=== ИСХОДНЫЙ ТЕКСТ ===

Незыблем их порядок.
Извечен ход времен.
Да будет так же сладок
И нерушим твой сон.
Эти стихи – «Под открытым небом» – в цикл не вошли, хотя для него предназначались. Они заставляют вспомнить давнее – «Как были те выходы в тишь хороши!»: снова бесконечность пространства, снова близость неба, снова чувство своего всемогущества и богоравенства. «Ничего, конечно, для меня существенным образом не изменилось, кроме одного, в нашей жизни самого важного. Прекратилось вседневное и повальное исчезновение имен и личностей, смягчилась судьба выживших, некоторые возвращаются», – писал он Ольге Фрейденберг, поздравляя ее с Новым годом.
В это время Пастернака начинают посещать люди, вернувшиеся из лагерей. Впервые побывал у него Варлам Шаламов, на чье письмо со стихами он отозвался подробным и уважительным разбором. (В рассказе «Письмо» Шаламов поведает о том, как неделю добирался за этим пастернаковским ответом.) Шаламов был одним из немногих, кто удостоился серьезной пастернаковской критики – очень комплиментарной и вдумчивой: дело было не только в уважении к его страшной, трагической судьбе, редкой даже на фоне кровавой русской истории XX века. Дело было в преклонении перед его мужеством: он не жаловался. Он писал стихи. Пастернак и говорил с ним – как с поэтом. Когда Шаламов, не имевший еще права жить в Москве, приехал в Переделкино, – Пастернак принял его как равного. Некоторые шли к Пастернаку, просто чтобы убедиться в его реальности, сказать «спасибо» человеку, чьи стихи были спасительной соломинкой, за которую цеплялось измученное сознание. Однажды к нему без письма, без предупреждения пришел только что выпущенный на волю учитель, – он хотел только увидеть Пастернака, ничего более. Пастернак отдал ему свое пальто.

===

**ЧТО СДЕЛАТЬ:**
1. Перепишите из текста о Пастернаке отрывок между словами «Эти стихи –» и «с Новым годом.», включая их самих.
2. Ответьте коротко по тексту о Пастернаке:
(a) Кому адресовано цитируемое в тексте новогоднее поздравление?
(b) Как называется рассказ Шаламова, в котором он говорит, как неделю добирался за ответом Пастернака?
(c) Что Пастернак отдал учителю, пришедшему к нему без предупреждения?
Записи никак не связаны с текстом о Пастернаке.

=== ЗАПИСИ ДЛЯ РАЗБОРА ===

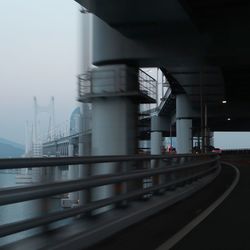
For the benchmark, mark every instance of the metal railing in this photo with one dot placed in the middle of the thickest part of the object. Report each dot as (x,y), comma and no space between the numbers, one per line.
(147,84)
(164,172)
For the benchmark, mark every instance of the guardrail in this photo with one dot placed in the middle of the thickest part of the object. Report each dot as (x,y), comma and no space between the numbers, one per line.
(147,84)
(165,172)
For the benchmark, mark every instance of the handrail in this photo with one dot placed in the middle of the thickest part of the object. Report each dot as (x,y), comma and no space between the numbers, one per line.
(61,161)
(55,216)
(14,195)
(184,168)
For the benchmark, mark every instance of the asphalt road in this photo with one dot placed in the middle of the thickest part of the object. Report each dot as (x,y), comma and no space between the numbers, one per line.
(214,233)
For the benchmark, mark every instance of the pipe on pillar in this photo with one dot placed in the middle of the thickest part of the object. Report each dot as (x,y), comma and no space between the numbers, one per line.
(183,124)
(86,62)
(72,173)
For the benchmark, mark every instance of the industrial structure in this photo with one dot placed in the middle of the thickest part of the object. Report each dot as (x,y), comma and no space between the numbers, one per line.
(202,52)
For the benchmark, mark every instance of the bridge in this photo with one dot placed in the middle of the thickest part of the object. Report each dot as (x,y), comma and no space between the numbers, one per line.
(121,197)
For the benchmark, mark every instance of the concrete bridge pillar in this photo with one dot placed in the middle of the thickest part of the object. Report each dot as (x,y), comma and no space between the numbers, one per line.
(183,124)
(72,174)
(114,119)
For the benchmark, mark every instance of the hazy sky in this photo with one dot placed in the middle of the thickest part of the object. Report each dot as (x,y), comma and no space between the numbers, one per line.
(39,44)
(39,56)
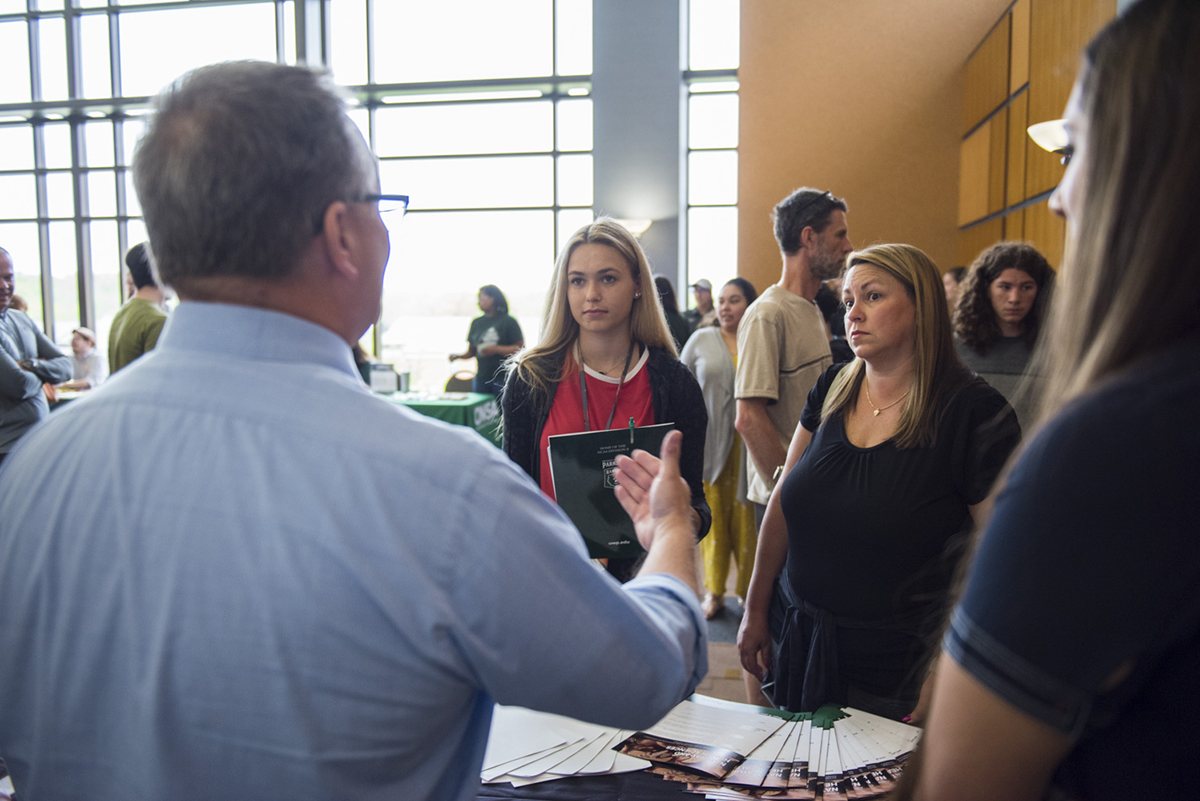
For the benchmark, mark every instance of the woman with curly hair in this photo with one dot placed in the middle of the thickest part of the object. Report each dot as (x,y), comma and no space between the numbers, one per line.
(1000,313)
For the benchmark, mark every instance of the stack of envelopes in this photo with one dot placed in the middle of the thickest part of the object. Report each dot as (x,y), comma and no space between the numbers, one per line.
(719,748)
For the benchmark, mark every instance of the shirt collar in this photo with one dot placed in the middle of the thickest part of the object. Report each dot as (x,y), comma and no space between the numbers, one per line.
(253,333)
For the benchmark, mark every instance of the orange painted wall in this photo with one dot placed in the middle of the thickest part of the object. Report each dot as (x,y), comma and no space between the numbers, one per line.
(862,97)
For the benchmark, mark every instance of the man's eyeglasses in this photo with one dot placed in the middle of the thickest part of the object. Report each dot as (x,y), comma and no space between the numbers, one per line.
(389,204)
(394,205)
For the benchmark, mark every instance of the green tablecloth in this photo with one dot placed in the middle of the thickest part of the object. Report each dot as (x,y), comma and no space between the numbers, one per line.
(469,409)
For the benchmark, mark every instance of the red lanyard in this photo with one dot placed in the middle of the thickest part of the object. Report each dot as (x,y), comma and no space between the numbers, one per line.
(583,390)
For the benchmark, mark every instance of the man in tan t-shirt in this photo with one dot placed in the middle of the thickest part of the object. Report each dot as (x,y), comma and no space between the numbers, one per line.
(783,344)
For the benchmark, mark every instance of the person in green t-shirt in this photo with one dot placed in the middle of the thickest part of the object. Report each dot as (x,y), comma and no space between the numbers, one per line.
(138,324)
(493,337)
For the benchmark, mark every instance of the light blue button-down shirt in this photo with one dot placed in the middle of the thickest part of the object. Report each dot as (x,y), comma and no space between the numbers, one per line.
(233,572)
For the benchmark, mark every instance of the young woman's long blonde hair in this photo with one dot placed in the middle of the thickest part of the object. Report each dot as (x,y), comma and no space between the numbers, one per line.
(1131,277)
(939,372)
(539,366)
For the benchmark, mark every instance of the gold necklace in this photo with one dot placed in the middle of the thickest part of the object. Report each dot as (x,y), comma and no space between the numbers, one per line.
(887,407)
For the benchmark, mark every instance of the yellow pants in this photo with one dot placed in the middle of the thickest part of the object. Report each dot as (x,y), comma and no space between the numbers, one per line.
(733,530)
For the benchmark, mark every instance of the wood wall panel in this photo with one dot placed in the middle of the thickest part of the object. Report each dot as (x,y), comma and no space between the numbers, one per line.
(987,80)
(976,239)
(1019,58)
(1059,32)
(997,152)
(1018,143)
(973,174)
(1047,232)
(1014,224)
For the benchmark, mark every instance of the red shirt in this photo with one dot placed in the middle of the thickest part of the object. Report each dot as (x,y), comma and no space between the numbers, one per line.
(567,410)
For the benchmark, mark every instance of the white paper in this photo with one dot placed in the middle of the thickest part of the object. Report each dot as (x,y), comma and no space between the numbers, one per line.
(517,732)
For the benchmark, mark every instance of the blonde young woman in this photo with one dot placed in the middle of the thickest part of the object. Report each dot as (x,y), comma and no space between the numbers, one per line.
(857,550)
(605,355)
(712,355)
(1071,664)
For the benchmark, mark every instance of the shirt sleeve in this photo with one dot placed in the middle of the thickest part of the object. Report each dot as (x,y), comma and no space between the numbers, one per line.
(52,366)
(549,631)
(757,374)
(1090,564)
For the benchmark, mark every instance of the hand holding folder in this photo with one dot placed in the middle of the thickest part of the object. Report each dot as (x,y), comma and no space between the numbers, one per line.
(652,491)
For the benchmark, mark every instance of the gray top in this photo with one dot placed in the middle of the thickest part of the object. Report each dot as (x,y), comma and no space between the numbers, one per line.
(711,362)
(22,402)
(1005,368)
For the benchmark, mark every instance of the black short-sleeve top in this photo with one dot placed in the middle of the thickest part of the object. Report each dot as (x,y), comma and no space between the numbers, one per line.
(871,531)
(1090,567)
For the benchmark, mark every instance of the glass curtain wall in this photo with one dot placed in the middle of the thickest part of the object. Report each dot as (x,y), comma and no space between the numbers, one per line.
(712,96)
(479,110)
(77,79)
(481,113)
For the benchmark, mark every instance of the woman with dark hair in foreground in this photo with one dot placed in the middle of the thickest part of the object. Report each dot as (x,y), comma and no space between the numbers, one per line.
(1074,651)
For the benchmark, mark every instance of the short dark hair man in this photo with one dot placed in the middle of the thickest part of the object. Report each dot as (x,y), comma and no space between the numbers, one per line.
(27,361)
(282,585)
(783,345)
(137,324)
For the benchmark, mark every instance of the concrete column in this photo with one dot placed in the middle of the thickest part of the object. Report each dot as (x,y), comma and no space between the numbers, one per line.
(637,149)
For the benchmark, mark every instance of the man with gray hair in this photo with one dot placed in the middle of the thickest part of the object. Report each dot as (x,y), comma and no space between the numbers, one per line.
(783,345)
(275,583)
(28,360)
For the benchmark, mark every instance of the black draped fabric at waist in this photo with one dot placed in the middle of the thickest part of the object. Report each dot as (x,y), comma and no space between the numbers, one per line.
(823,658)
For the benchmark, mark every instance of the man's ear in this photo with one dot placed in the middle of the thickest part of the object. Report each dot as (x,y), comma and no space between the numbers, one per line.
(339,235)
(808,236)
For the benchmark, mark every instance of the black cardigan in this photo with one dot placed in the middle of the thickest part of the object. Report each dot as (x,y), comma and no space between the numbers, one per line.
(675,396)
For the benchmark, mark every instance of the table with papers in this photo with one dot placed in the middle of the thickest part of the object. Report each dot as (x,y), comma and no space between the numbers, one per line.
(705,746)
(471,409)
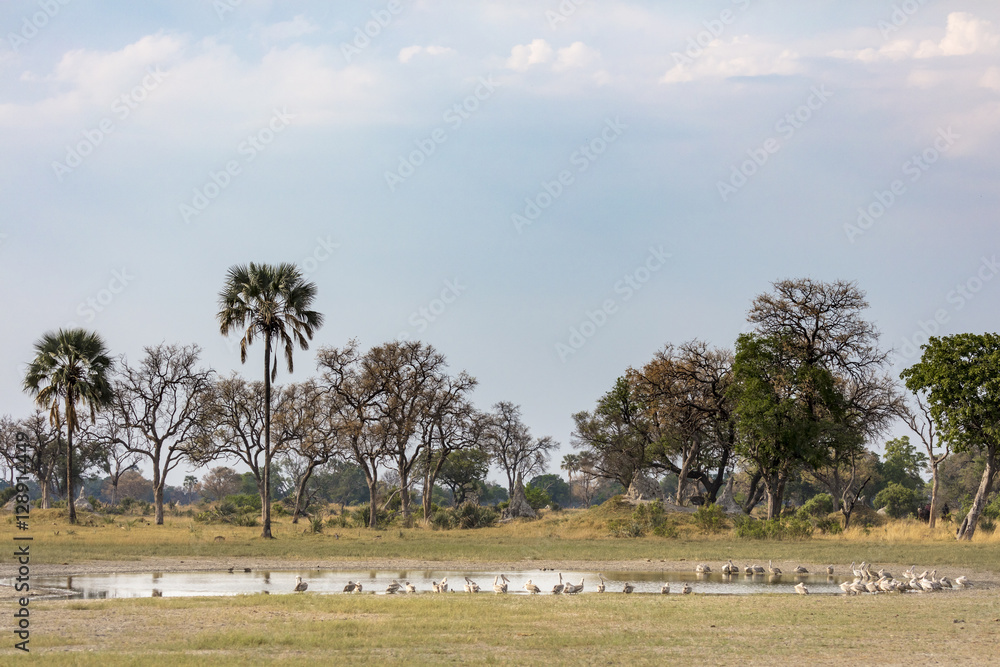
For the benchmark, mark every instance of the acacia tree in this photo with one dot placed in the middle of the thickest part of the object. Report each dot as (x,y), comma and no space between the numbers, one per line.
(273,302)
(961,377)
(510,444)
(164,407)
(921,422)
(71,366)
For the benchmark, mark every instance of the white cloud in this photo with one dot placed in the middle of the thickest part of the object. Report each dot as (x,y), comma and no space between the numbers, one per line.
(410,52)
(523,56)
(739,57)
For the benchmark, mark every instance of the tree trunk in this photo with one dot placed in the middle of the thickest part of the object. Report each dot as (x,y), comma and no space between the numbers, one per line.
(932,521)
(265,497)
(69,457)
(971,521)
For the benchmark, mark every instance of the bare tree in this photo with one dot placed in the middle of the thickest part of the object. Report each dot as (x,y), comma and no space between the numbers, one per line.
(511,445)
(165,399)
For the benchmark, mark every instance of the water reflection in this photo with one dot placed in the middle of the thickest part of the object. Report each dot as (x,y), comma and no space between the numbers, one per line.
(180,584)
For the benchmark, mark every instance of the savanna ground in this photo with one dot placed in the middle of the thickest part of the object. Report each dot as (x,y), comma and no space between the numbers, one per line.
(958,627)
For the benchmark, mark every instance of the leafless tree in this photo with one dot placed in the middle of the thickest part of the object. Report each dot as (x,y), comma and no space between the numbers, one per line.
(165,400)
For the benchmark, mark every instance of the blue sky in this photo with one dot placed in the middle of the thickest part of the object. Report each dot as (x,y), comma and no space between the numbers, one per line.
(562,187)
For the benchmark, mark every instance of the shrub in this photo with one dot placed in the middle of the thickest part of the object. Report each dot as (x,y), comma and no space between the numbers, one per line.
(819,505)
(897,500)
(710,518)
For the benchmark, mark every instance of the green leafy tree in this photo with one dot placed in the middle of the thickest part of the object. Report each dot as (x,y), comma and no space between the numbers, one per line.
(274,303)
(961,376)
(71,366)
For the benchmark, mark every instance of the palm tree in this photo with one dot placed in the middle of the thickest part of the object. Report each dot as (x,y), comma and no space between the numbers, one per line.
(70,366)
(272,302)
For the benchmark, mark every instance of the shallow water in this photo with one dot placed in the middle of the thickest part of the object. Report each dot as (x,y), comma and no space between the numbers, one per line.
(181,584)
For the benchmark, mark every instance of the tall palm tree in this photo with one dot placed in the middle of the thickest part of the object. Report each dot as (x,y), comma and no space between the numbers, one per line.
(70,366)
(273,302)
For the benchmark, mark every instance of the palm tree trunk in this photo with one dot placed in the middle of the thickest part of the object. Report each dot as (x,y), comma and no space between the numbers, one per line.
(265,509)
(69,455)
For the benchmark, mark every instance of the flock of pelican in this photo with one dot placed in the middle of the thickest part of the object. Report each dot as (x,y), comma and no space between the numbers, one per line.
(865,581)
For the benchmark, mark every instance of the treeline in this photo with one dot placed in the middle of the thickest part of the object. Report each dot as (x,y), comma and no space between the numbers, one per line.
(800,399)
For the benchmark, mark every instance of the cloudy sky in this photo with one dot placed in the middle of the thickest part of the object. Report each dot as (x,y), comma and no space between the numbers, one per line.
(546,191)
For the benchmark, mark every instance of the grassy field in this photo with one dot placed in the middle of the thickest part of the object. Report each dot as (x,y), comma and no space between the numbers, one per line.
(950,628)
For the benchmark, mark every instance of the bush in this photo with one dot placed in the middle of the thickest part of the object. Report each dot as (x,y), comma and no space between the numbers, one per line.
(897,500)
(818,506)
(710,518)
(472,515)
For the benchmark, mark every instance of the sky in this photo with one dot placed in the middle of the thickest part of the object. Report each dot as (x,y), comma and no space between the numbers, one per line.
(546,191)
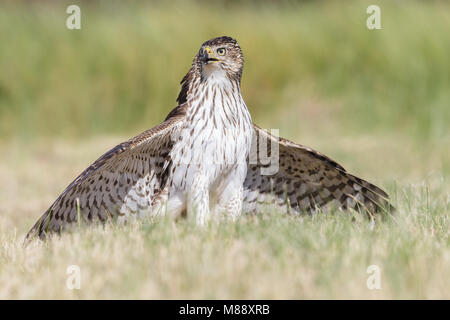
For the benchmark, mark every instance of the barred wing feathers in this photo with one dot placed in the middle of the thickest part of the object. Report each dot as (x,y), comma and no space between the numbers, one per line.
(121,183)
(306,181)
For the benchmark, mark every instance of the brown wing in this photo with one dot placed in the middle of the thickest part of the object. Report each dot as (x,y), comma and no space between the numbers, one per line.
(305,181)
(121,183)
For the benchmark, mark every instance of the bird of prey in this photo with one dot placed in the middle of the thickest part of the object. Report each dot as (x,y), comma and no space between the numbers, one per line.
(207,158)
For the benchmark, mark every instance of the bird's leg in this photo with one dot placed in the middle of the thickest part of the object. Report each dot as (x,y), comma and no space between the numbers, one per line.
(230,200)
(198,201)
(232,207)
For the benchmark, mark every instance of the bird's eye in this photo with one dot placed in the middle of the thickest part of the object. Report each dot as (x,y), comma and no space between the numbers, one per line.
(221,51)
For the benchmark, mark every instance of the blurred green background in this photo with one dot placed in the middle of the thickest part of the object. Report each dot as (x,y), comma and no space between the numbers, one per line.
(310,65)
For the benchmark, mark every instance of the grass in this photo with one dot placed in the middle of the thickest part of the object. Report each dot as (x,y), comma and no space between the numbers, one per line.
(375,101)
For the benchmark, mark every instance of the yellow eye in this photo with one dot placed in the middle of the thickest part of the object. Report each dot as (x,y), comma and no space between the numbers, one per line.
(221,51)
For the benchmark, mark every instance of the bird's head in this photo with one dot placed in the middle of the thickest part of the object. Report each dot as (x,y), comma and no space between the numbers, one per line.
(220,57)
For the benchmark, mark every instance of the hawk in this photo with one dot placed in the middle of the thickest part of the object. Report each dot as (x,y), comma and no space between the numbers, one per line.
(207,158)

===

**ОТВЕТЫ ПО ПОРЯДКУ:**
1.
Эти стихи – «Под открытым небом» – в цикл не вошли, хотя для него предназначались. Они заставляют вспомнить давнее – «Как были те выходы в тишь хороши!»: снова бесконечность пространства, снова близость неба, снова чувство своего всемогущества и богоравенства. «Ничего, конечно, для меня существенным образом не изменилось, кроме одного, в нашей жизни самого важного. Прекратилось вседневное и повальное исчезновение имен и личностей, смягчилась судьба выживших, некоторые возвращаются», – писал он Ольге Фрейденберг, поздравляя ее с Новым годом.

2.
(a) Ольге Фрейденберг.
(b) «Письмо».
(c) Своё пальто.